(Collected data)
((

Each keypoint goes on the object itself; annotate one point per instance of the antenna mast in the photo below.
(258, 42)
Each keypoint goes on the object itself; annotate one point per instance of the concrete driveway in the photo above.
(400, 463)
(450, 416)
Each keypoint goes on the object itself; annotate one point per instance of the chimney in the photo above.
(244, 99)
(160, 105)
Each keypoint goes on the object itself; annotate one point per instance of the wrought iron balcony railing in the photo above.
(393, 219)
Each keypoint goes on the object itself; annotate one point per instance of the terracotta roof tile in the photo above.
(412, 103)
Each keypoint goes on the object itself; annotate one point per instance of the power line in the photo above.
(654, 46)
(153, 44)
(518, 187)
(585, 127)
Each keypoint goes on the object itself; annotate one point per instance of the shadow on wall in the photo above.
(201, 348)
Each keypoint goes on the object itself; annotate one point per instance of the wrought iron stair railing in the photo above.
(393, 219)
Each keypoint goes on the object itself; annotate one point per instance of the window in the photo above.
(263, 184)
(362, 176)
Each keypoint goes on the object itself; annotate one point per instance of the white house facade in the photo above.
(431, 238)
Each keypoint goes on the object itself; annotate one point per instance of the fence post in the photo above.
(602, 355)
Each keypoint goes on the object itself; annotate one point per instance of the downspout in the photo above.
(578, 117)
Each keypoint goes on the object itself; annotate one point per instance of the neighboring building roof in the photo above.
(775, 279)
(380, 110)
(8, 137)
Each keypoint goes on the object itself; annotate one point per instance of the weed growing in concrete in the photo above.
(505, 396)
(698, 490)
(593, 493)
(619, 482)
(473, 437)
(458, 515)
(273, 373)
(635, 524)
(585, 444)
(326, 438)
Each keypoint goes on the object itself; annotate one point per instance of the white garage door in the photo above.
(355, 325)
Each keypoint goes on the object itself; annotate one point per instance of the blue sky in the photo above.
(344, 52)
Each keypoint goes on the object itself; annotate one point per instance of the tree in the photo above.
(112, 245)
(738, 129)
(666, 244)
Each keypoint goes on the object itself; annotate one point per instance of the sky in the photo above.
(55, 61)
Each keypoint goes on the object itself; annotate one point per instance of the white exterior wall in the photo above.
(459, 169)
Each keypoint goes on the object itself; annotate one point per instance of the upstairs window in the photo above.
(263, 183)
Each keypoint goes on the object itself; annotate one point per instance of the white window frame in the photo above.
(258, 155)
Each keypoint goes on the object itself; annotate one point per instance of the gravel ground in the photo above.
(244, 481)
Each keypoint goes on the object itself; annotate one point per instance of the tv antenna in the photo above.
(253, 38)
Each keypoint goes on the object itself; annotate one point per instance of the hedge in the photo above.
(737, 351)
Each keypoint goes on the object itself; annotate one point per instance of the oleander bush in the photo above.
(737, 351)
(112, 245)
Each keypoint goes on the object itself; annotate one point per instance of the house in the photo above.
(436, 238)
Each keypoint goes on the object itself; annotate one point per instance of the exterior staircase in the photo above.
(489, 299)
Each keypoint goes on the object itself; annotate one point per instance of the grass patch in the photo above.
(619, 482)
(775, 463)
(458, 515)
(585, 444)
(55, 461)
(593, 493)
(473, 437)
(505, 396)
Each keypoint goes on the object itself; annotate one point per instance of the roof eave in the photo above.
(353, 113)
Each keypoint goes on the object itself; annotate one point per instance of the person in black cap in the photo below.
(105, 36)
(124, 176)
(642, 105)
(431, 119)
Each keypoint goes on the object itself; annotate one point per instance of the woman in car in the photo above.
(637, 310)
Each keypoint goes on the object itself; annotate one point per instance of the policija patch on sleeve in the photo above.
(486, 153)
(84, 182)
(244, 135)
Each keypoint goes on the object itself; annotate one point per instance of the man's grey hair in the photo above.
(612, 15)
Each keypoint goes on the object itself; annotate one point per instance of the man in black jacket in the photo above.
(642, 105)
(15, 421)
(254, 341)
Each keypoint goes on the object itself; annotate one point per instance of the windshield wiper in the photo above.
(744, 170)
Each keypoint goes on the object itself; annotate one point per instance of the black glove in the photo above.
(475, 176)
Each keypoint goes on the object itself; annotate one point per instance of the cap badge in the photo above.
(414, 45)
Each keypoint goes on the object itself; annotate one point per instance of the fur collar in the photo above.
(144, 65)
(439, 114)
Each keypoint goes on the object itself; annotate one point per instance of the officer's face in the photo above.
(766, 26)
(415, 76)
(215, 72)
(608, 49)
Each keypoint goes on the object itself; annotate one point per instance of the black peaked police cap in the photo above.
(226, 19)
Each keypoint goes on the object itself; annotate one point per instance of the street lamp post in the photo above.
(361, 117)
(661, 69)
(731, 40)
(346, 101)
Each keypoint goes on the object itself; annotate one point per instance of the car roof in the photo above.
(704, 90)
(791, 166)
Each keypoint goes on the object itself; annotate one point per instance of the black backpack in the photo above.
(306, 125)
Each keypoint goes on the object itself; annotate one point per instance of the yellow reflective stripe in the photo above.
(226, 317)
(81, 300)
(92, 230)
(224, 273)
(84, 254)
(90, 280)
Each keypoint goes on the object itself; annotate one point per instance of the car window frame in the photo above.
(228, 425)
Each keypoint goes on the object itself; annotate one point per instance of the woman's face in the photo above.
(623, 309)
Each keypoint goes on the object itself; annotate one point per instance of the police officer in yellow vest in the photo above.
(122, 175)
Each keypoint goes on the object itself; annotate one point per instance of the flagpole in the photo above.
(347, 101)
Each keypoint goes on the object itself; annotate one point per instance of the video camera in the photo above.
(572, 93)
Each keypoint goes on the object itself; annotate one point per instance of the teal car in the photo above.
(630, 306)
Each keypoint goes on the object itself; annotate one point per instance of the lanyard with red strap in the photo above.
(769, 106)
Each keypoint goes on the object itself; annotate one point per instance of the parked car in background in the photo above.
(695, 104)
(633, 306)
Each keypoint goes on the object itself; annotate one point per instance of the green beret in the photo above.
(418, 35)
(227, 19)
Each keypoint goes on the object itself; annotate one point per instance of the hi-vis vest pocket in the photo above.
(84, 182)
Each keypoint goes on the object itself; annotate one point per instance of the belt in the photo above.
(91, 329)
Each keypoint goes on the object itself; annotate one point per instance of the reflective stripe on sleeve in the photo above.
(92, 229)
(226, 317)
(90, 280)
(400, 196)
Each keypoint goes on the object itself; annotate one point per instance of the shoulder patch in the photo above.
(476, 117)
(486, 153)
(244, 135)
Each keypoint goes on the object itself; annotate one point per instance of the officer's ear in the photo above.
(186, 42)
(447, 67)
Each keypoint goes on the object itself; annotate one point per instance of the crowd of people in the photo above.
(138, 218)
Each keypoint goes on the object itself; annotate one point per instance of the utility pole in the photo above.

))

Rewrite every line of the listing above as a JSON list of strings, one string per line, leaving out blank lines.

[
  "Each keypoint goes on the object itself; annotate one point per instance of the antenna mast in the photo below.",
  "(258, 42)",
  "Each keypoint goes on the object itself; annotate one point per instance of the concrete driveway in the photo above.",
  "(400, 463)",
  "(450, 416)",
  "Each keypoint goes on the object itself; annotate one point per instance of the chimney in the photo above.",
  "(244, 99)",
  "(160, 105)",
  "Each keypoint goes on the object itself; annotate one point per instance of the wrought iron balcony railing in the photo above.",
  "(393, 219)",
  "Each keypoint goes on the object itself; annotate one point per instance of the terracotta roof tile in the photo above.",
  "(412, 103)",
  "Each keypoint goes on the object itself; annotate one point per instance of the power line in the photo above.",
  "(654, 46)",
  "(153, 44)",
  "(518, 187)",
  "(585, 127)",
  "Each keypoint goes on the object itself; annotate one point per instance of the shadow on wall in the photo above.",
  "(201, 348)",
  "Each keypoint goes on the object itself; annotate one point per instance of the wrought iron stair railing in the photo above.",
  "(393, 219)",
  "Each keypoint goes on the object itself; annotate one point per instance of the window in the photo above.",
  "(263, 184)",
  "(362, 176)",
  "Each keypoint goes on the object itself; annotate one point per instance of the white house facade in the photo above.",
  "(431, 238)",
  "Each keypoint goes on the object itself; annotate one point per instance of the fence post in the photo above.",
  "(602, 355)",
  "Each keypoint goes on the object itself; annotate one point per instance of the downspout in the photo above.",
  "(578, 117)",
  "Each keypoint goes on the object itself; annotate one point per instance of the neighboring building roof in the photo above.",
  "(775, 279)",
  "(380, 110)",
  "(8, 137)",
  "Each keypoint goes on the object itself; annotate one point per instance of the weed growing in concrete in the photo above.",
  "(505, 396)",
  "(698, 490)",
  "(593, 493)",
  "(619, 482)",
  "(473, 437)",
  "(458, 515)",
  "(273, 373)",
  "(635, 524)",
  "(585, 444)",
  "(326, 438)",
  "Each keypoint goes on the object itself; annotate one point per instance of the white garage door in the photo above.",
  "(355, 325)",
  "Each keypoint goes on the object itself; annotate one point per instance of the blue sky in the photo above.",
  "(344, 52)",
  "Each keypoint goes on the object itself; annotate one point per instance of the tree in the photo above.",
  "(112, 245)",
  "(738, 129)",
  "(666, 244)",
  "Each keypoint goes on the object itself; annotate one point per instance of the sky in the photo above.",
  "(55, 61)",
  "Each keypoint goes on the object itself; annotate one point per instance of the white exterior wall in the photo above.",
  "(459, 169)",
  "Each keypoint goes on the object itself; annotate one point per instance of the upstairs window in the photo above.",
  "(263, 183)",
  "Each keypoint goes on the object itself; annotate one point per instance of the white window frame in the photo above.",
  "(258, 155)",
  "Each keypoint goes on the object itself; annotate one point per instance of the gravel ground in the photo above.",
  "(244, 481)",
  "Each keypoint goes on the object itself; annotate one point per instance of the tv antenna in the photo above.",
  "(253, 38)",
  "Each keypoint goes on the object itself; annotate one point per instance of the hedge in the photo above.",
  "(737, 351)",
  "Each keypoint goes on the object itself; annotate one point per instance of the oleander bush in the photo above.",
  "(737, 351)",
  "(112, 245)",
  "Each keypoint goes on the object itself; annotate one point per instance of the house in the photo above.",
  "(436, 238)",
  "Each keypoint goes on the object itself; annotate one point per instance of the exterior staircase in the photo above.",
  "(489, 299)",
  "Each keypoint goes on the object itself; annotate one point per instance of the grass patch in the photo above.",
  "(619, 482)",
  "(775, 463)",
  "(458, 515)",
  "(585, 444)",
  "(55, 461)",
  "(593, 493)",
  "(473, 437)",
  "(505, 396)",
  "Each keypoint goes on the object itself; annotate one point per instance of the roof eave in the photo above.",
  "(353, 113)",
  "Each keypoint goes on the object itself; annotate one point per instance of the person in black cap in the photo below.",
  "(105, 36)",
  "(124, 176)",
  "(642, 105)",
  "(431, 119)",
  "Each keypoint goes on the object itself; annotate one point per instance of the woman in car in the photo above.",
  "(637, 310)",
  "Each keypoint goes on the object itself; annotate one point per instance of the policija patch on sleeve in the photo above.",
  "(486, 153)",
  "(84, 182)",
  "(244, 135)",
  "Each keypoint goes on the object itself; annotate one point per instance of the man's grey hair in the photo above.",
  "(612, 15)",
  "Each keypoint goes on the object itself; annotate one point per instance of the man in black jacket in the photo above.",
  "(642, 105)",
  "(15, 421)",
  "(254, 341)",
  "Each keypoint goes on the object itself; annotate one point per instance of the windshield wiper in the photo above.",
  "(744, 170)",
  "Each keypoint goes on the object itself; annotate one point per instance of the black glove in the photo above.",
  "(475, 176)",
  "Each keypoint goes on the object itself; annotate one point per instance of the cap badge in the photo above.",
  "(414, 45)",
  "Each keypoint goes on the object itself; annotate one point per instance of the fur collar in the photo above.",
  "(144, 65)",
  "(439, 114)",
  "Each keypoint goes on the object itself; annotate one point per instance of the officer's face in the photo above.",
  "(766, 26)",
  "(415, 76)",
  "(215, 72)",
  "(608, 49)",
  "Each keypoint goes on the object itself; annotate one point per instance of the black peaked police cap in the photo above.",
  "(226, 19)",
  "Each keypoint goes on the object itself; annotate one point per instance of the street lamp post in the photo above.",
  "(361, 117)",
  "(661, 69)",
  "(731, 40)",
  "(346, 101)",
  "Each keypoint goes on the object itself; annotate one point per instance of the car roof in the photo above.",
  "(704, 90)",
  "(791, 166)",
  "Each keypoint goes on the object itself; annotate one point per instance of the black backpack in the photo above.",
  "(306, 125)",
  "Each keypoint goes on the object itself; annotate one point per instance of the yellow reflective stripe in the photo above.",
  "(226, 317)",
  "(81, 300)",
  "(92, 230)",
  "(224, 273)",
  "(84, 254)",
  "(90, 280)",
  "Each keypoint goes on the object itself; annotate one point per instance of the car window frame in the photo above.",
  "(228, 425)",
  "Each keypoint goes on the object itself; annotate one point per instance of the woman's face in the photo above.",
  "(623, 309)",
  "Each keypoint goes on the object itself; annotate one point per instance of the police officer in yellow vest in the photo above.",
  "(122, 175)",
  "Each keypoint goes on the object itself; annotate one point per instance of the flagpole in the photo above.",
  "(347, 101)",
  "Each keypoint goes on the object itself; annotate one point per instance of the video camera in the photo above.",
  "(572, 93)",
  "Each keypoint goes on the object itself; annotate one point per instance of the teal car in the photo above.",
  "(630, 306)",
  "Each keypoint goes on the object itself; annotate one point per instance of the lanyard with red strap in the photo above.",
  "(769, 106)",
  "Each keypoint goes on the object itself; annotate one point per instance of the parked car in background in the photo above.",
  "(695, 104)",
  "(633, 306)",
  "Each keypoint goes on the object itself; annotate one point per instance of the green beret in the photo above.",
  "(418, 35)",
  "(227, 19)",
  "Each keypoint goes on the object itself; annotate one point per instance of the hi-vis vest pocket in the photo above.",
  "(84, 182)",
  "Each keypoint goes on the object itself; annotate one point per instance of the belt in the photo above.",
  "(91, 329)",
  "Each keypoint goes on the object itself; annotate one point per instance of the reflective stripe on sleeve in the photo above.",
  "(92, 229)",
  "(226, 317)",
  "(90, 280)",
  "(400, 196)",
  "Each keypoint goes on the object itself; annotate one point per instance of the shoulder patch in the photo above.",
  "(476, 117)",
  "(486, 153)",
  "(244, 135)",
  "Each keypoint goes on the object itself; annotate one point per instance of the officer's ear in the photo above.",
  "(186, 42)",
  "(447, 67)",
  "Each keypoint goes on the object itself; annotate one point per instance of the crowd of people in the photo above.",
  "(138, 218)",
  "Each keypoint goes on the object itself; annotate one point per instance of the utility pole in the photo above."
]